Referring expression data
------------------------------------------------

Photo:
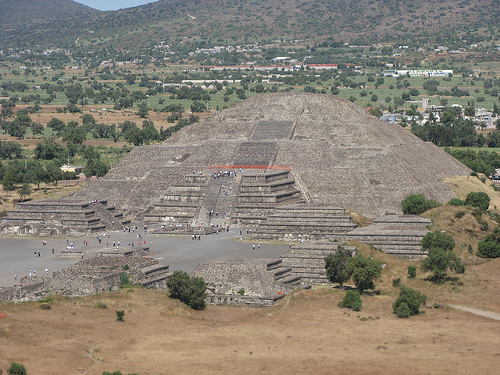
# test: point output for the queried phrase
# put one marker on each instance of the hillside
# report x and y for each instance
(14, 13)
(360, 21)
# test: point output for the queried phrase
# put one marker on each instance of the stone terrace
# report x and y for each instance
(91, 276)
(399, 235)
(62, 217)
(227, 278)
(306, 261)
(304, 222)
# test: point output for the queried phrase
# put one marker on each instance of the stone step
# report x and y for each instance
(281, 272)
(290, 280)
(274, 264)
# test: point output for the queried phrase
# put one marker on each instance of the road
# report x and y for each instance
(180, 253)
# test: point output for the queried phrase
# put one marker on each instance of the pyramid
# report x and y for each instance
(336, 154)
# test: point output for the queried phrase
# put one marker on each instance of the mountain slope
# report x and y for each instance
(243, 20)
(19, 11)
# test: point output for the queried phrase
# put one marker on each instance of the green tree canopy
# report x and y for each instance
(412, 298)
(187, 289)
(364, 272)
(480, 200)
(438, 239)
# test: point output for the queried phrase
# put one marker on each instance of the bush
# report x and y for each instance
(336, 266)
(415, 204)
(187, 289)
(403, 310)
(411, 299)
(456, 202)
(490, 247)
(412, 272)
(364, 271)
(352, 300)
(479, 200)
(16, 369)
(437, 239)
(124, 279)
(119, 315)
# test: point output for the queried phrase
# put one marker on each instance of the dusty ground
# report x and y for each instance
(109, 116)
(304, 333)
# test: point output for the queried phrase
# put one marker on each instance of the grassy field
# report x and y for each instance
(305, 333)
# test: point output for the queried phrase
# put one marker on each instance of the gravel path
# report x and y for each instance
(473, 310)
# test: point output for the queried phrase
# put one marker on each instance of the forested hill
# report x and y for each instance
(50, 22)
(17, 12)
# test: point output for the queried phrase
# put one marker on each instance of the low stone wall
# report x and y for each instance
(236, 299)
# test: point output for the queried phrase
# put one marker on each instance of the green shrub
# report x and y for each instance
(411, 298)
(101, 305)
(403, 310)
(412, 272)
(438, 239)
(124, 279)
(490, 246)
(352, 300)
(119, 315)
(415, 204)
(187, 289)
(456, 202)
(479, 200)
(363, 272)
(16, 369)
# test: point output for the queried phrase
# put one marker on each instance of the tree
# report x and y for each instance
(119, 315)
(16, 369)
(143, 111)
(197, 106)
(74, 136)
(438, 240)
(190, 290)
(352, 300)
(56, 124)
(490, 246)
(364, 271)
(336, 264)
(480, 200)
(441, 257)
(412, 271)
(415, 204)
(411, 301)
(8, 181)
(25, 191)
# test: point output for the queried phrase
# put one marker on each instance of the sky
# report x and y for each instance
(113, 4)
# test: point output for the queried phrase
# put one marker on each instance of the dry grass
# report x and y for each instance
(304, 333)
(357, 218)
(463, 185)
(8, 199)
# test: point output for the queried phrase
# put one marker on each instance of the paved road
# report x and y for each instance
(17, 254)
(473, 310)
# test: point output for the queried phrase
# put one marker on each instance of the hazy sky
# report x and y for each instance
(113, 4)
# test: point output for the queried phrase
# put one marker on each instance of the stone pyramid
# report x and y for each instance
(338, 154)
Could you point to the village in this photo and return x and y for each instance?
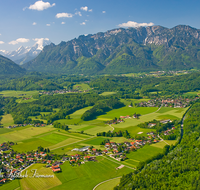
(169, 102)
(63, 91)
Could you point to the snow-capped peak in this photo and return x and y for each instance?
(23, 52)
(40, 43)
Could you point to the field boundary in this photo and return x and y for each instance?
(118, 162)
(105, 181)
(72, 143)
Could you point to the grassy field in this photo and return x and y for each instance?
(109, 185)
(4, 130)
(127, 111)
(51, 139)
(192, 93)
(81, 86)
(107, 93)
(13, 93)
(88, 175)
(7, 120)
(128, 101)
(23, 134)
(12, 185)
(142, 154)
(33, 183)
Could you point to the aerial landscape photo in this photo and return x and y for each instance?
(99, 95)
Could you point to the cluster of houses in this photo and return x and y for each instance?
(169, 102)
(14, 163)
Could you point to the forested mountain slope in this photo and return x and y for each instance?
(9, 67)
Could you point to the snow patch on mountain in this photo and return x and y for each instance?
(25, 54)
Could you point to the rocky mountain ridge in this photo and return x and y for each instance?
(123, 50)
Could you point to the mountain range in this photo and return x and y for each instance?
(9, 67)
(122, 50)
(24, 54)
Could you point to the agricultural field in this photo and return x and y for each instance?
(15, 184)
(109, 185)
(53, 139)
(129, 101)
(7, 120)
(81, 86)
(142, 154)
(127, 111)
(88, 175)
(24, 133)
(107, 93)
(13, 93)
(34, 183)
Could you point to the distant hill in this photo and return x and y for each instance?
(123, 51)
(9, 67)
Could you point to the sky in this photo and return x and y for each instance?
(23, 22)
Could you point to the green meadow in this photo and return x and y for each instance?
(7, 120)
(142, 154)
(107, 93)
(13, 93)
(109, 185)
(81, 86)
(79, 177)
(11, 185)
(34, 183)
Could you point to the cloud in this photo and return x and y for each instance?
(61, 15)
(40, 39)
(40, 6)
(19, 40)
(83, 23)
(135, 24)
(84, 8)
(78, 13)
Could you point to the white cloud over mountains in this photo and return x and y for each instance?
(84, 8)
(19, 40)
(83, 23)
(40, 6)
(40, 39)
(64, 15)
(135, 24)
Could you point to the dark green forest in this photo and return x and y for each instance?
(178, 169)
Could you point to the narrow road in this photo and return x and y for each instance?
(112, 128)
(105, 181)
(71, 143)
(118, 162)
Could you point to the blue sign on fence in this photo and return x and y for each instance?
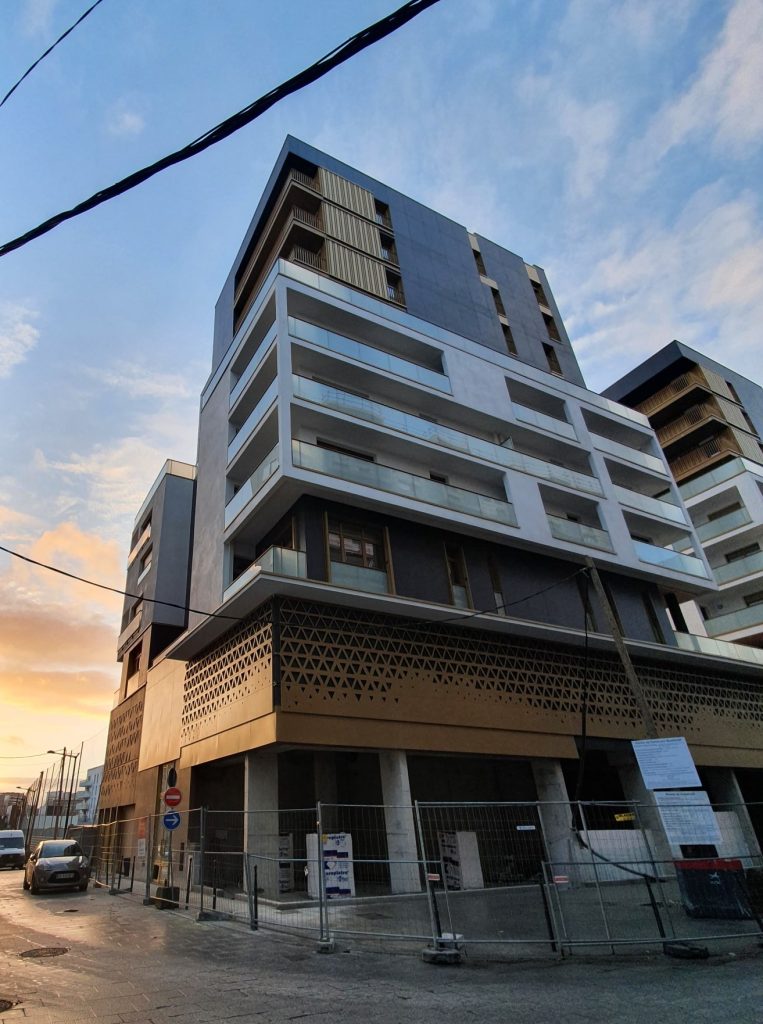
(171, 820)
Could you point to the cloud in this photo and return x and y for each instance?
(124, 123)
(723, 100)
(697, 279)
(17, 335)
(141, 382)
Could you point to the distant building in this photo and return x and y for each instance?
(709, 420)
(400, 478)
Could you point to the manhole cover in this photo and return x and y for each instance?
(45, 951)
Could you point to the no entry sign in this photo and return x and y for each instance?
(172, 797)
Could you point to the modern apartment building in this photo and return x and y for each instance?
(400, 476)
(709, 421)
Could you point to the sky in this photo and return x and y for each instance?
(617, 143)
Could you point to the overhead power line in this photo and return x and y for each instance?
(240, 619)
(50, 48)
(338, 55)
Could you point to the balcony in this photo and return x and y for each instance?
(145, 536)
(368, 354)
(252, 421)
(652, 506)
(724, 524)
(279, 561)
(252, 367)
(734, 622)
(396, 481)
(548, 424)
(628, 454)
(256, 481)
(129, 631)
(579, 532)
(749, 565)
(669, 559)
(359, 578)
(436, 433)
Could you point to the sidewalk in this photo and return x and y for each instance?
(130, 965)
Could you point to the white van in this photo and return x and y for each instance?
(12, 851)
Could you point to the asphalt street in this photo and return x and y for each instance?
(126, 964)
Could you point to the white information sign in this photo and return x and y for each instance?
(666, 764)
(687, 818)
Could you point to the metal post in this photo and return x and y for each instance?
(202, 846)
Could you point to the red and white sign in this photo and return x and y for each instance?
(172, 797)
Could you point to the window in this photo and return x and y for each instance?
(457, 576)
(354, 544)
(735, 556)
(552, 358)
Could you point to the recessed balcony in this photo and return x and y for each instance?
(249, 488)
(368, 354)
(372, 412)
(667, 558)
(579, 532)
(395, 481)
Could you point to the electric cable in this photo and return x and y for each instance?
(359, 41)
(50, 48)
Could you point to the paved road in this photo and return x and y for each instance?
(132, 965)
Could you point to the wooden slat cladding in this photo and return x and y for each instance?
(346, 194)
(353, 230)
(355, 269)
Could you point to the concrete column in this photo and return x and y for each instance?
(556, 812)
(261, 811)
(634, 790)
(725, 790)
(398, 816)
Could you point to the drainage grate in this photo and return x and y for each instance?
(45, 951)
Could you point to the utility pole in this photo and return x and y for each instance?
(633, 680)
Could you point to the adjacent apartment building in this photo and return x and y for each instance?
(400, 477)
(709, 421)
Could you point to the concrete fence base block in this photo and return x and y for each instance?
(442, 955)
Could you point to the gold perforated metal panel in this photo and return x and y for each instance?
(123, 749)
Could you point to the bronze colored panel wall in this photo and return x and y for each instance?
(230, 684)
(336, 662)
(123, 749)
(351, 229)
(346, 194)
(355, 269)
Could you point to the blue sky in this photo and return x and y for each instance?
(618, 144)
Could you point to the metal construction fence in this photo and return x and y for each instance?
(523, 879)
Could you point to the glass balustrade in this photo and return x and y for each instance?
(543, 421)
(252, 421)
(359, 578)
(397, 481)
(368, 354)
(654, 506)
(579, 532)
(724, 524)
(669, 559)
(436, 433)
(739, 567)
(246, 493)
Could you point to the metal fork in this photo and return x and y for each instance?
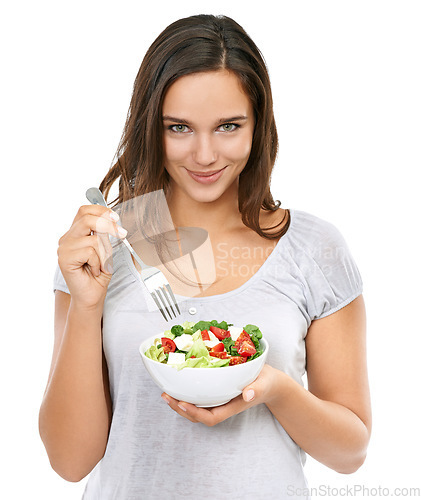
(154, 280)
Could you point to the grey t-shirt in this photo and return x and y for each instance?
(152, 452)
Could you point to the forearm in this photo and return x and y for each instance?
(329, 432)
(74, 416)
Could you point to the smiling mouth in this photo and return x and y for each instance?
(206, 177)
(206, 174)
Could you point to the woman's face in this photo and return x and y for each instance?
(208, 130)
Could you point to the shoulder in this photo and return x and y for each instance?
(313, 233)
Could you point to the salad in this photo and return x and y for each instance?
(206, 344)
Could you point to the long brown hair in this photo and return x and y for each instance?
(190, 45)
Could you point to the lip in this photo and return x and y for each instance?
(206, 177)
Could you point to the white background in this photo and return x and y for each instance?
(346, 79)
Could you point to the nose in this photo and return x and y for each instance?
(204, 150)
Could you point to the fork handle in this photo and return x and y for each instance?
(95, 196)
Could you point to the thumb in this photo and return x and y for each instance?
(252, 391)
(258, 388)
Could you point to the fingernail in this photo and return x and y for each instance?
(114, 215)
(249, 395)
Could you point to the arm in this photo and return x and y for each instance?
(332, 420)
(75, 413)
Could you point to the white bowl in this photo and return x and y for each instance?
(203, 386)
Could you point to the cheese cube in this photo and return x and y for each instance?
(211, 343)
(176, 358)
(235, 332)
(184, 342)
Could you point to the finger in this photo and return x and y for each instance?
(105, 253)
(97, 210)
(90, 223)
(217, 414)
(173, 404)
(85, 256)
(81, 251)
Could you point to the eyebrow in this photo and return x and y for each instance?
(183, 121)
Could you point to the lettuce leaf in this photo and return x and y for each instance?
(156, 353)
(203, 362)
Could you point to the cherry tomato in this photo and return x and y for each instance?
(246, 349)
(221, 355)
(237, 360)
(218, 348)
(205, 335)
(219, 332)
(168, 344)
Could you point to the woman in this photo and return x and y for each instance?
(204, 89)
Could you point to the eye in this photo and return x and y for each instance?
(179, 128)
(228, 127)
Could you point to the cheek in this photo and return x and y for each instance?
(175, 150)
(239, 150)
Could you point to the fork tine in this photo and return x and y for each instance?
(155, 298)
(158, 292)
(168, 288)
(164, 291)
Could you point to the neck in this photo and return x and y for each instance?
(215, 217)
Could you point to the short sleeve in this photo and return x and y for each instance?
(332, 276)
(59, 283)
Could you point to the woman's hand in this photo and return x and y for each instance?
(85, 254)
(264, 389)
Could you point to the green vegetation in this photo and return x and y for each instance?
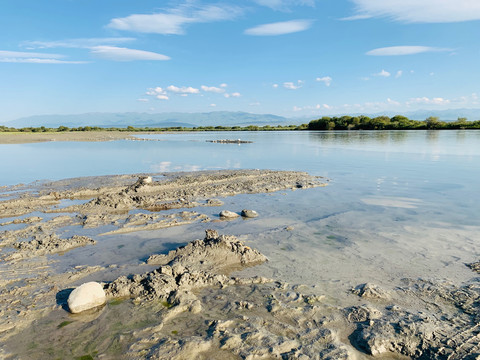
(153, 129)
(397, 122)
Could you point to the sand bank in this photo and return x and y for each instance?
(24, 137)
(205, 299)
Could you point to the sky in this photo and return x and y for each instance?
(294, 58)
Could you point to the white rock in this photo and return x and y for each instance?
(228, 214)
(86, 296)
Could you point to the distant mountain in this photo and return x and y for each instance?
(444, 115)
(216, 118)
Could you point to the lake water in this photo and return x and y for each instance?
(399, 203)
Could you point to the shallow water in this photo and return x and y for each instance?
(398, 205)
(408, 192)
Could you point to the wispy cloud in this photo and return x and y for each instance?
(175, 20)
(280, 28)
(428, 101)
(285, 5)
(236, 94)
(214, 89)
(415, 11)
(124, 54)
(404, 50)
(327, 80)
(34, 58)
(165, 93)
(183, 89)
(292, 86)
(382, 73)
(76, 43)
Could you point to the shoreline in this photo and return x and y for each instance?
(170, 297)
(27, 138)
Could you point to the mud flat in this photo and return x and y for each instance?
(23, 137)
(208, 298)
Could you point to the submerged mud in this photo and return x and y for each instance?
(195, 300)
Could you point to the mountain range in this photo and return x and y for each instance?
(215, 118)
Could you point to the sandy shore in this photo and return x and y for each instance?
(204, 299)
(23, 138)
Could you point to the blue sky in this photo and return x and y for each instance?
(287, 57)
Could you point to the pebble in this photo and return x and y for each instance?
(249, 213)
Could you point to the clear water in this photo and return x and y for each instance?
(399, 204)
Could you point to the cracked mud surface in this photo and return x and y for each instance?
(199, 299)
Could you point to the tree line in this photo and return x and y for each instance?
(397, 122)
(155, 129)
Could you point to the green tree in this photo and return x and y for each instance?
(433, 122)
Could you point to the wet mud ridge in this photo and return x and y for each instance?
(196, 301)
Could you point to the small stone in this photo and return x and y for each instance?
(86, 296)
(146, 180)
(249, 213)
(228, 214)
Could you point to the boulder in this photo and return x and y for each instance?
(249, 213)
(228, 214)
(86, 296)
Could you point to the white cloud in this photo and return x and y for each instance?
(218, 90)
(382, 73)
(125, 54)
(34, 58)
(428, 101)
(393, 102)
(280, 28)
(327, 80)
(284, 5)
(174, 20)
(420, 11)
(76, 43)
(183, 89)
(39, 61)
(403, 50)
(292, 86)
(22, 54)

------------------------------------------------

Exercise aim |
Your reply must be one number: the count of lines in the records above that contain the string "pyramid".

Exercise output |
2